> **Problem**:
Copy every item below verbatim, leaving out the pictures.
# # # # #
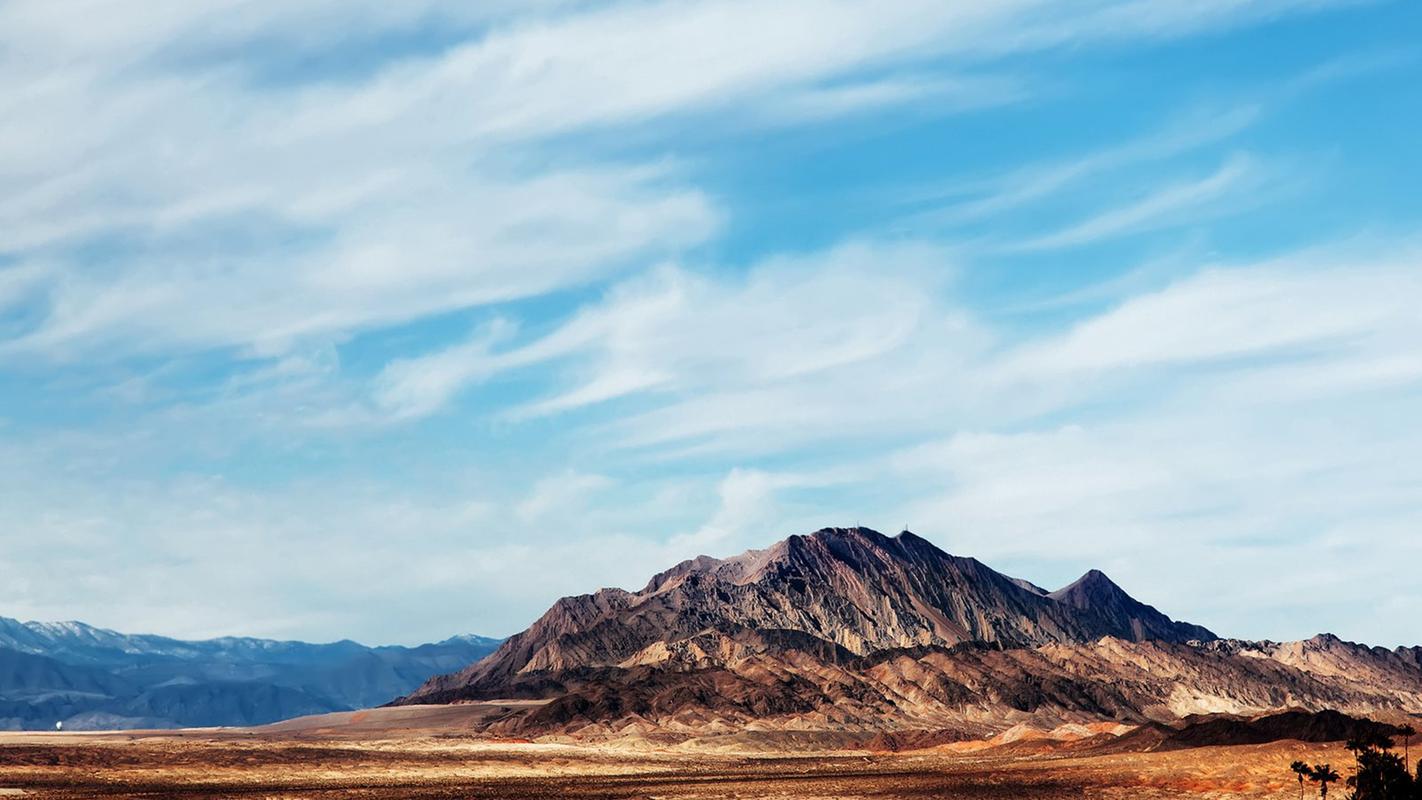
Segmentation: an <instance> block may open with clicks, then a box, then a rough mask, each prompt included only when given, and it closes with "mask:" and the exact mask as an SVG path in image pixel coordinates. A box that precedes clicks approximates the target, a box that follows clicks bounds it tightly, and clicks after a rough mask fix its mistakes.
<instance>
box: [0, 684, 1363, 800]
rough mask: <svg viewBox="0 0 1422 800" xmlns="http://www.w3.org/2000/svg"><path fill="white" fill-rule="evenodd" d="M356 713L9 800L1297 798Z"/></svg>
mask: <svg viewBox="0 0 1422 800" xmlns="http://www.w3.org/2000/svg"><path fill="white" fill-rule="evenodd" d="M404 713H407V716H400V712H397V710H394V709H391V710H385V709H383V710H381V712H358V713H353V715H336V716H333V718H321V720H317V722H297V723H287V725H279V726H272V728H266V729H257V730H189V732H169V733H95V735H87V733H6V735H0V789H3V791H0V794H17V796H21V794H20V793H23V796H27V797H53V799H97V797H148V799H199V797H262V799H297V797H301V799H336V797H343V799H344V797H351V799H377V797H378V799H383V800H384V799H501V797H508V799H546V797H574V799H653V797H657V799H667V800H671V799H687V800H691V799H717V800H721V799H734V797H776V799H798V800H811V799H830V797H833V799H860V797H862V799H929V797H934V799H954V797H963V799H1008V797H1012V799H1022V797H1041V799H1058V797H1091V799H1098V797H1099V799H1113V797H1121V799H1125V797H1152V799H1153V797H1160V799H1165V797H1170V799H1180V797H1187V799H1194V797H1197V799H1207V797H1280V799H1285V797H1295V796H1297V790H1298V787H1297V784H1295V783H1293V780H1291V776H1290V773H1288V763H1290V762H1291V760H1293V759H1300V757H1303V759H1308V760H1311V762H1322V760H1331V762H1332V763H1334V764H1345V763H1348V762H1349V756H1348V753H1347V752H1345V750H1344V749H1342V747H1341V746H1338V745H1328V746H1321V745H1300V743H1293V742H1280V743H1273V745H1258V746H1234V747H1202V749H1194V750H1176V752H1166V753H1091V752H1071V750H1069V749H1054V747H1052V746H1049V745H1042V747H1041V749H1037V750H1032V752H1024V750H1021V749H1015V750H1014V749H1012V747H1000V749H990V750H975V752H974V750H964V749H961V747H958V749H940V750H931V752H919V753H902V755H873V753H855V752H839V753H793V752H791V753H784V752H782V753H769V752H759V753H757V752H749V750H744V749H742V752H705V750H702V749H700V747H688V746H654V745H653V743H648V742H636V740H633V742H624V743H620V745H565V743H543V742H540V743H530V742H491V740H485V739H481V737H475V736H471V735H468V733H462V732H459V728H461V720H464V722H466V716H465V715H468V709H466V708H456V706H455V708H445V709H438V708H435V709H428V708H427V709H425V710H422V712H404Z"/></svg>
# # # # #
> **Your response**:
Segmentation: an <instance> block may open with clicks, then a box, then a rough mask, each prompt included only when given, and it closes with "mask:" and the exact mask as an SVG path in image pixel coordinates. A box that precedes clicks approximates the target, a box that follows clicks bounds it tightly, and clicks after a rough mask fix its mistakes.
<instance>
box: [0, 684, 1363, 800]
rough mask: <svg viewBox="0 0 1422 800" xmlns="http://www.w3.org/2000/svg"><path fill="white" fill-rule="evenodd" d="M356 713L9 800L1297 798Z"/></svg>
mask: <svg viewBox="0 0 1422 800" xmlns="http://www.w3.org/2000/svg"><path fill="white" fill-rule="evenodd" d="M404 713H407V716H400V712H397V710H394V709H391V710H385V709H383V710H381V712H358V713H353V715H336V716H333V718H321V720H317V722H297V723H287V725H279V726H272V728H266V729H257V730H189V732H169V733H95V735H87V733H6V735H0V789H3V791H0V794H17V796H21V794H20V793H23V796H27V797H53V799H97V797H148V799H199V797H262V799H297V797H301V799H336V797H343V799H344V797H351V799H377V797H378V799H383V800H384V799H501V797H508V799H546V797H574V799H653V797H657V799H667V800H671V799H687V800H691V799H717V800H721V799H734V797H776V799H798V800H811V799H830V797H833V799H860V797H862V799H929V797H934V799H954V797H963V799H1008V797H1012V799H1022V797H1041V799H1058V797H1091V799H1098V797H1099V799H1113V797H1121V799H1125V797H1152V799H1153V797H1160V799H1165V797H1170V799H1180V797H1187V799H1194V797H1197V799H1207V797H1280V799H1285V797H1295V796H1297V790H1298V787H1297V784H1295V783H1293V780H1291V776H1290V773H1288V763H1290V762H1291V760H1293V759H1300V757H1303V759H1308V760H1311V762H1322V760H1331V762H1332V763H1334V764H1345V763H1348V762H1349V756H1348V753H1347V752H1345V750H1344V749H1342V747H1341V746H1338V745H1328V746H1321V745H1300V743H1293V742H1280V743H1273V745H1258V746H1234V747H1202V749H1194V750H1176V752H1166V753H1091V752H1071V750H1069V749H1054V747H1052V746H1049V745H1042V747H1041V749H1037V750H1032V752H1024V750H1021V749H1015V750H1014V749H1012V747H1000V749H990V750H975V752H974V750H964V749H961V747H958V749H940V750H931V752H919V753H902V755H873V753H855V752H839V753H793V752H791V753H784V752H782V753H769V752H759V753H757V752H749V750H744V749H742V752H705V750H702V749H700V747H688V746H654V745H653V743H648V742H636V740H633V742H624V743H620V745H565V743H543V742H540V743H530V742H491V740H485V739H481V737H475V736H471V735H468V733H462V732H459V728H461V720H464V722H466V716H465V715H468V709H466V708H456V706H455V708H445V709H438V708H435V709H428V708H427V709H425V710H422V712H404Z"/></svg>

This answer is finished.